> _AIM_: Can you gather every line of the records below that contains the word "camouflage" and copy each one out in full?
*** MATERIAL SUPPLIED
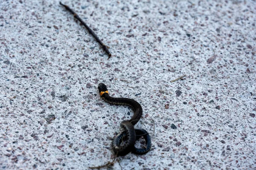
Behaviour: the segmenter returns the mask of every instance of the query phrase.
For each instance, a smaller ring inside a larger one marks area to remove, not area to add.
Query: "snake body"
[[[151,147],[151,139],[149,134],[143,129],[135,129],[134,126],[139,121],[142,115],[142,108],[138,102],[132,99],[123,97],[112,97],[108,94],[107,86],[100,83],[98,87],[102,98],[106,102],[115,105],[121,105],[131,107],[134,114],[129,121],[122,121],[120,127],[124,130],[114,139],[112,143],[112,149],[118,155],[124,156],[130,152],[137,154],[148,152]],[[146,141],[144,148],[138,149],[134,146],[136,140],[143,136]]]

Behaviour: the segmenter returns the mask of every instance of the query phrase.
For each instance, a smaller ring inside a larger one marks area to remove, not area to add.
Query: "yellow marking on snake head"
[[[101,91],[99,94],[100,95],[100,96],[102,96],[102,94],[103,94],[105,93],[106,93],[108,94],[108,91]]]

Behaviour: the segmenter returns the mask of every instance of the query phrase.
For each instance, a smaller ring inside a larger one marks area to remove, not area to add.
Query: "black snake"
[[[129,121],[125,120],[121,122],[120,127],[124,130],[117,135],[112,142],[112,149],[115,153],[119,156],[124,156],[131,151],[139,155],[148,152],[151,147],[149,134],[143,129],[134,129],[134,127],[142,115],[142,108],[140,103],[131,99],[110,96],[107,86],[103,83],[99,83],[98,88],[100,96],[106,102],[115,105],[129,106],[133,108],[134,112]],[[143,148],[137,148],[134,146],[136,140],[141,136],[143,136],[145,139],[145,146]]]

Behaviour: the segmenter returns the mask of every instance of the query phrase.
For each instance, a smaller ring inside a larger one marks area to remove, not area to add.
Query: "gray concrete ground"
[[[0,169],[111,161],[133,112],[99,82],[141,104],[152,138],[108,169],[256,169],[256,2],[129,1],[62,2],[108,60],[58,1],[0,0]]]

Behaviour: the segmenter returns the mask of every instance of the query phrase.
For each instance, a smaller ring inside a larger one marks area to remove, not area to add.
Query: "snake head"
[[[98,89],[99,89],[99,92],[101,96],[105,93],[108,93],[107,86],[102,82],[99,84]]]

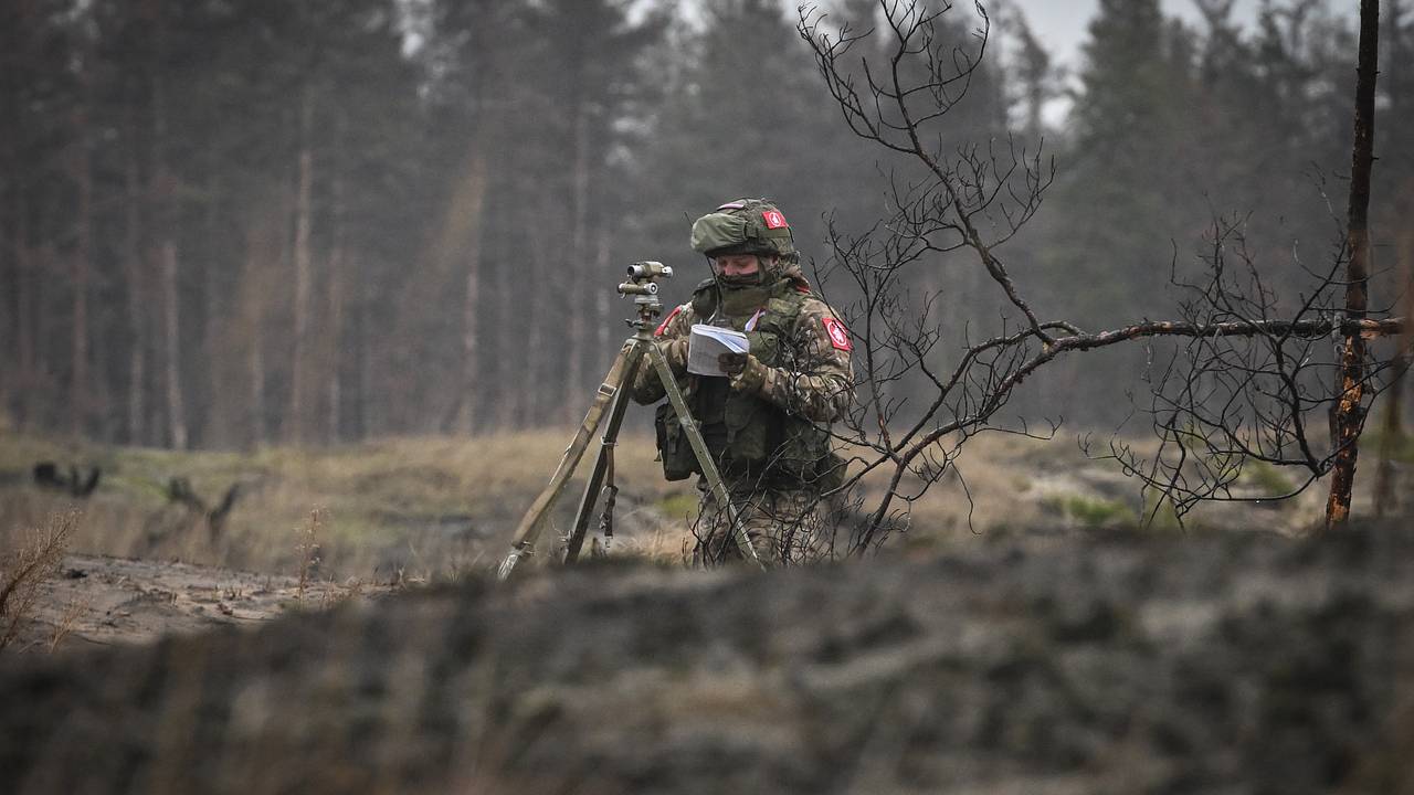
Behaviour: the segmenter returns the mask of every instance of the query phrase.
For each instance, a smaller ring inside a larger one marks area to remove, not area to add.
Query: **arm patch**
[[[824,332],[830,337],[830,345],[834,345],[839,351],[853,351],[854,345],[850,342],[850,330],[844,328],[844,324],[833,317],[823,318]]]
[[[680,311],[683,311],[682,304],[673,307],[673,311],[667,313],[667,317],[663,318],[663,323],[658,324],[658,331],[653,332],[653,337],[662,337],[663,332],[667,331],[667,324],[673,323],[673,318],[677,317],[677,313]]]

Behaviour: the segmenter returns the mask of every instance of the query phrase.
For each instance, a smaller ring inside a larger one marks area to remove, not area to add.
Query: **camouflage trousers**
[[[701,494],[701,509],[694,528],[697,547],[693,550],[693,562],[699,566],[715,566],[742,560],[730,513],[706,482],[699,481],[697,489]],[[817,511],[820,495],[813,489],[728,484],[728,491],[756,557],[766,566],[803,563],[824,555],[826,538]]]

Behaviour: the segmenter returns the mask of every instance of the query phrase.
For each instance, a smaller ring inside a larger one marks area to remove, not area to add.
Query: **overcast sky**
[[[1066,66],[1079,65],[1080,44],[1085,41],[1090,17],[1100,4],[1099,0],[1011,0],[1011,3],[1025,11],[1031,30],[1059,62]],[[1162,0],[1162,4],[1168,16],[1182,17],[1191,23],[1202,18],[1192,0]],[[1233,16],[1243,23],[1251,23],[1257,18],[1260,7],[1260,0],[1237,0]]]

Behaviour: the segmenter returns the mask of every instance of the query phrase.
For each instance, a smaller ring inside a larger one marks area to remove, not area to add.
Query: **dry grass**
[[[13,539],[17,543],[0,553],[0,649],[13,644],[34,618],[44,583],[58,576],[78,522],[76,511],[51,513],[42,525],[23,530]],[[51,649],[72,627],[74,617],[76,613],[57,627]]]
[[[475,439],[387,439],[317,451],[178,453],[0,434],[0,533],[42,526],[52,513],[82,505],[83,516],[75,519],[69,536],[78,552],[304,573],[334,581],[356,577],[370,584],[457,580],[491,570],[505,555],[516,522],[570,437],[570,429],[547,429]],[[581,474],[592,454],[594,448]],[[691,481],[663,481],[653,458],[646,434],[621,439],[615,455],[619,532],[612,555],[679,566],[691,553],[687,528],[697,489]],[[76,502],[35,488],[30,470],[41,460],[100,465],[99,491]],[[1134,481],[1124,481],[1111,465],[1086,461],[1073,437],[1045,443],[983,436],[967,443],[956,464],[956,471],[921,499],[895,504],[909,513],[908,532],[892,543],[970,545],[1010,532],[1094,523],[1089,512],[1058,511],[1058,505],[1104,502],[1126,516],[1145,508]],[[188,478],[208,502],[242,484],[219,535],[212,536],[201,516],[168,501],[164,484],[173,477]],[[885,482],[884,471],[865,480],[865,506],[877,504]],[[542,555],[566,530],[581,484],[571,484],[551,515]],[[1191,526],[1260,521],[1295,530],[1319,518],[1319,499],[1308,502],[1258,512],[1256,519],[1250,508],[1233,518],[1225,513],[1229,506],[1219,506],[1191,518]],[[320,563],[311,566],[307,545],[290,543],[288,533],[290,528],[308,526],[315,505],[327,508],[318,519]]]

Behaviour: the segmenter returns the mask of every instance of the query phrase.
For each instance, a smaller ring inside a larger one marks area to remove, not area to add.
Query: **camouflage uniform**
[[[761,284],[749,287],[703,282],[691,301],[669,313],[656,337],[676,365],[677,383],[756,555],[768,563],[786,563],[816,557],[829,540],[820,532],[816,505],[820,492],[844,475],[844,463],[830,450],[829,426],[853,402],[851,345],[844,325],[810,293],[799,267],[771,270]],[[731,378],[690,375],[682,368],[693,324],[710,318],[751,341],[749,364]],[[646,405],[663,396],[656,375],[649,368],[639,371],[632,398]],[[673,439],[676,430],[676,414],[665,403],[658,433],[669,480],[696,470],[686,440]],[[727,512],[703,478],[697,488],[697,560],[740,557]]]

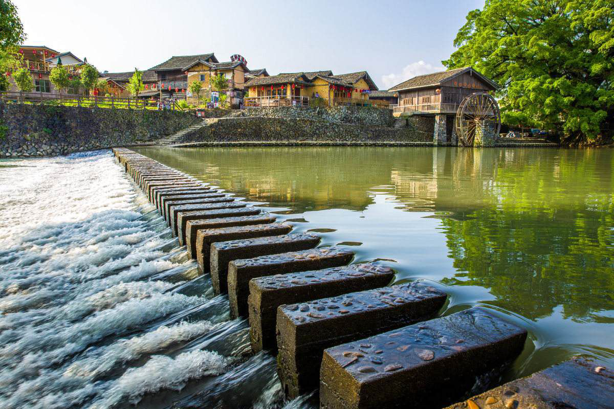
******
> _SOLVED PROBLEM_:
Query: **camouflage trousers**
Query: **camouflage uniform**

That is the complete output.